▶ [WHAT IS REQUIRED] Which lines run from the one containing "Mark every instance of the shirt collar" to the end of the material below? Retype exactly those, both ends included, and nothing else.

▶ [DATA FOR ANALYSIS]

◆ ◆ ◆ ◆

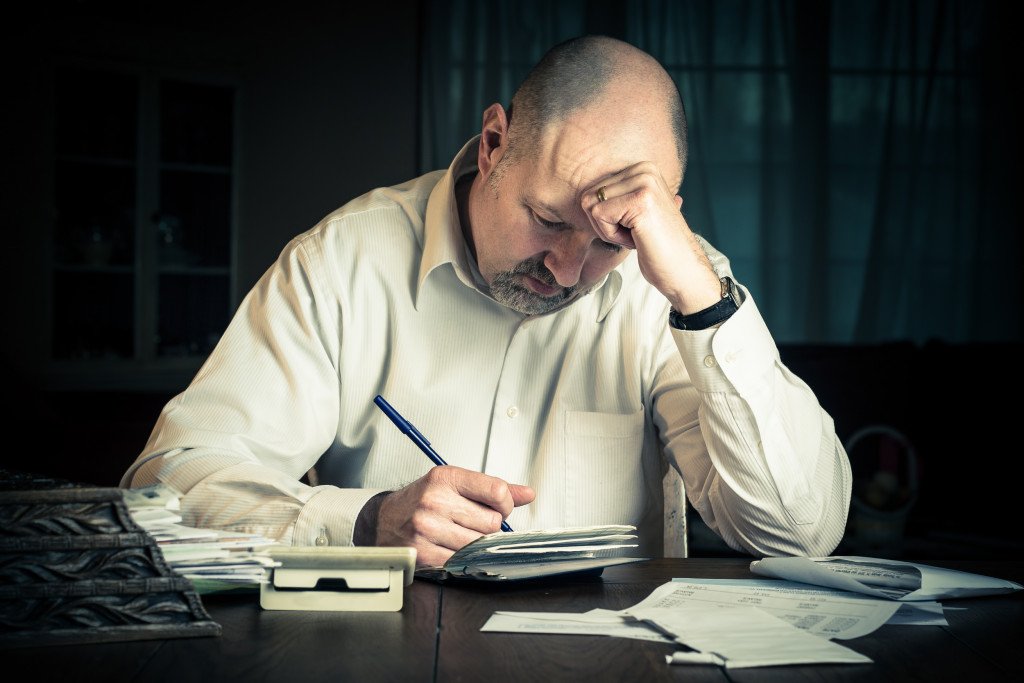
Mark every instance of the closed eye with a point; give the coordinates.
(561, 225)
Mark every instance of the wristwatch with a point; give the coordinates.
(711, 315)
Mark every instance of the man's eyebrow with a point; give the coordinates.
(550, 210)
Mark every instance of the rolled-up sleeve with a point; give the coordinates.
(771, 477)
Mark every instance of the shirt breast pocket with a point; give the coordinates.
(603, 473)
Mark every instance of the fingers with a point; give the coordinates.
(445, 509)
(521, 495)
(630, 201)
(641, 212)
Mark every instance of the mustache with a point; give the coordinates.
(536, 268)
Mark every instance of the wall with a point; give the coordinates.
(328, 98)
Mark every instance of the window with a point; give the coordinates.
(142, 240)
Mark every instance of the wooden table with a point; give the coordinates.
(436, 637)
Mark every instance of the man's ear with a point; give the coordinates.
(494, 138)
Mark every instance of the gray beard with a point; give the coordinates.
(509, 292)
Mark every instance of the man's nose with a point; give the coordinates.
(565, 259)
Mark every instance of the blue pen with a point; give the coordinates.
(419, 439)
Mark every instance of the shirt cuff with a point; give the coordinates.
(732, 357)
(329, 517)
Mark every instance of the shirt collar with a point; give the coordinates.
(443, 242)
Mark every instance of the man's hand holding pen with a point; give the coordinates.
(444, 509)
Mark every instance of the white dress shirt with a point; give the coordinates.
(586, 404)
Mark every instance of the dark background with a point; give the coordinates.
(329, 108)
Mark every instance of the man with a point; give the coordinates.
(516, 309)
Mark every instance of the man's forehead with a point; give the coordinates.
(587, 150)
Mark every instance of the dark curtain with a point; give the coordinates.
(858, 161)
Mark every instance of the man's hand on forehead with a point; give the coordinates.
(637, 208)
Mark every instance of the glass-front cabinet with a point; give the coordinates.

◆ ◆ ◆ ◆

▶ [EXERCISE RESULT]
Mark every instance of the shirt collar with a point; give the coordinates.
(443, 242)
Mark every instance of the man's hand holding pen with a point; give the coordinates.
(444, 509)
Mark every instance of the white dress shirt with a point; give the coordinates.
(586, 404)
Mark every instance of the dark background with a point; give the coordinates.
(329, 108)
Mark every instance of the man with a point; give the coordinates.
(516, 309)
Mark every instance of the man's forehead with a point; give the coordinates.
(587, 150)
Mark every instance of the dark curtain with a point; give the coordinates.
(858, 161)
Mark every instance of the man's hand on forehead with a point; give the coordinates.
(637, 208)
Mark every instance of the glass-front cabinet with a point; give the coordinates.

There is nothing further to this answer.